Testo da analizzare:
• • • • • • •

I Sevendust amano quello che fanno da ormai ventisei anni e l’hanno dimostrato con tredici album (a breve saranno quattordici) venduti in migliaia di copie in tutto il mondo, centinaia di date live e decine di collaborazioni.
Hanno cambiato tre volte il loro nome (rischiando di dover risarcire uno degli omonimi), sono finiti in bancarotta nel 2006 per il fallimento della WineDark Records (che li lasciò senza un dollaro e in mezzo a una strada) ma si sono rialzati e ripresi a suon di successi e certificazioni dorate.
Lajon Whitherspoon è l’anima del gruppo e non solo per questo motivo è definito “soul metal”; prima di approcciarsi al metal (passando anche per il funk, seppur in giovane età), infatti, è stato il frontman dei "Body & Soul" e durante un concerto a supporto degli "Snake Nation", una famosa rock band locale, Whitherspoon si è fatto notare dai membri fondatori dei Sevendust Vince Hornsby (basso), Morgan Rose (batteria) e John Connolly (chitarra ritmica). I tre rimasero stregati da quella voce, a tal punto da pretendere che Lajon si unisse subito a loro, poco prima che arrivasse anche il chitarrista Clint Lowery.

• • • • • • •

Record estratti:
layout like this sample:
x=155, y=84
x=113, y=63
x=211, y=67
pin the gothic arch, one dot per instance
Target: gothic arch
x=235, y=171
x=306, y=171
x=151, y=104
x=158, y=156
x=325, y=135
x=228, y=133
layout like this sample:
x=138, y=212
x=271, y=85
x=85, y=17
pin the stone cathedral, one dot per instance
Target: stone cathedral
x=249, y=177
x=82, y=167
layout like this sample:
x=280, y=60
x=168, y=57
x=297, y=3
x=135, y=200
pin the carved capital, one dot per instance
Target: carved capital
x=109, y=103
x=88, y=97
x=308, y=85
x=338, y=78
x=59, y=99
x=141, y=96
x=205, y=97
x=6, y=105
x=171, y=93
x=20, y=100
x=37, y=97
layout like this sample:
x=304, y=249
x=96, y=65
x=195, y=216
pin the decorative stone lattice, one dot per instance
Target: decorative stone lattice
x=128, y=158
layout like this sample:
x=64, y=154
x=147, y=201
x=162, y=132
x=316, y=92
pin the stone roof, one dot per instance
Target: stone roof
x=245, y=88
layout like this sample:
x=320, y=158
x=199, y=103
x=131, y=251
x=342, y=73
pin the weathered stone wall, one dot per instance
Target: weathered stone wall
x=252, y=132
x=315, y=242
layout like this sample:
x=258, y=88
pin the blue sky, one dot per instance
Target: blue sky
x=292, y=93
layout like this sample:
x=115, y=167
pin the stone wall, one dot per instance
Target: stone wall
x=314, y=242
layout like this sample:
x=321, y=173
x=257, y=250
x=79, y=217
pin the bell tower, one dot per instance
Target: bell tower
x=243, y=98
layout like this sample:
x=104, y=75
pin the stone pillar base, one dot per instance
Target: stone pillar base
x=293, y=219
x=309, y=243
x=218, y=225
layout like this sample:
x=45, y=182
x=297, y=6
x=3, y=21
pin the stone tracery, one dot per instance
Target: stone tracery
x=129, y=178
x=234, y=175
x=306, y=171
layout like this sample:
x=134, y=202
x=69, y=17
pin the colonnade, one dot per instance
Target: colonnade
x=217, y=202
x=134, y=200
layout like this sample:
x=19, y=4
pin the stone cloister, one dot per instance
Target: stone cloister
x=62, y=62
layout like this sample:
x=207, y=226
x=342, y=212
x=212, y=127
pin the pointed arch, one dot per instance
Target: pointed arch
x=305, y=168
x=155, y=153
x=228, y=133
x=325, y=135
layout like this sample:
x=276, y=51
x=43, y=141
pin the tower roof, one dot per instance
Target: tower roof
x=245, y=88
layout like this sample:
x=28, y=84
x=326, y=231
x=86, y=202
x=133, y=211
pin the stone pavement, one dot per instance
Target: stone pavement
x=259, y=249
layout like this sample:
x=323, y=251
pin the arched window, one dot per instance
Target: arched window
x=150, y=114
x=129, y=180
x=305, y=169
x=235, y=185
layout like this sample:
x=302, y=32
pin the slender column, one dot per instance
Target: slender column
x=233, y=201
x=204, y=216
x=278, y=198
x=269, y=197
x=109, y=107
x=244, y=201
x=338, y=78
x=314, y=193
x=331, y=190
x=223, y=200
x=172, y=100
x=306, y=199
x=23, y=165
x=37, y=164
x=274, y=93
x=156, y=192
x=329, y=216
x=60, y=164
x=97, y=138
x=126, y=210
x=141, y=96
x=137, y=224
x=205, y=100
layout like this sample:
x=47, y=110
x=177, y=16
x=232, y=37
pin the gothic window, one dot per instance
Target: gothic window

• • • • • • •

Compiti richiesti:
1/ Elenca tutti i musicisti che il testo sui Sevendust chiama per nome.
2/ Ripeti il passo del testo sui Sevendust compreso tra "I Sevendust amano" e "decine di collaborazioni.", estremi inclusi.
3/ Secondo il testo sui Sevendust, in quale anno il gruppo finì in bancarotta?

Elenco delle risposte:
1/ Lajon Whitherspoon, Vince Hornsby, Morgan Rose, John Connolly, Clint Lowery

2/
I Sevendust amano quello che fanno da ormai ventisei anni e l’hanno dimostrato con tredici album (a breve saranno quattordici) venduti in migliaia di copie in tutto il mondo, centinaia di date live e decine di collaborazioni.

3/ Nel 2006.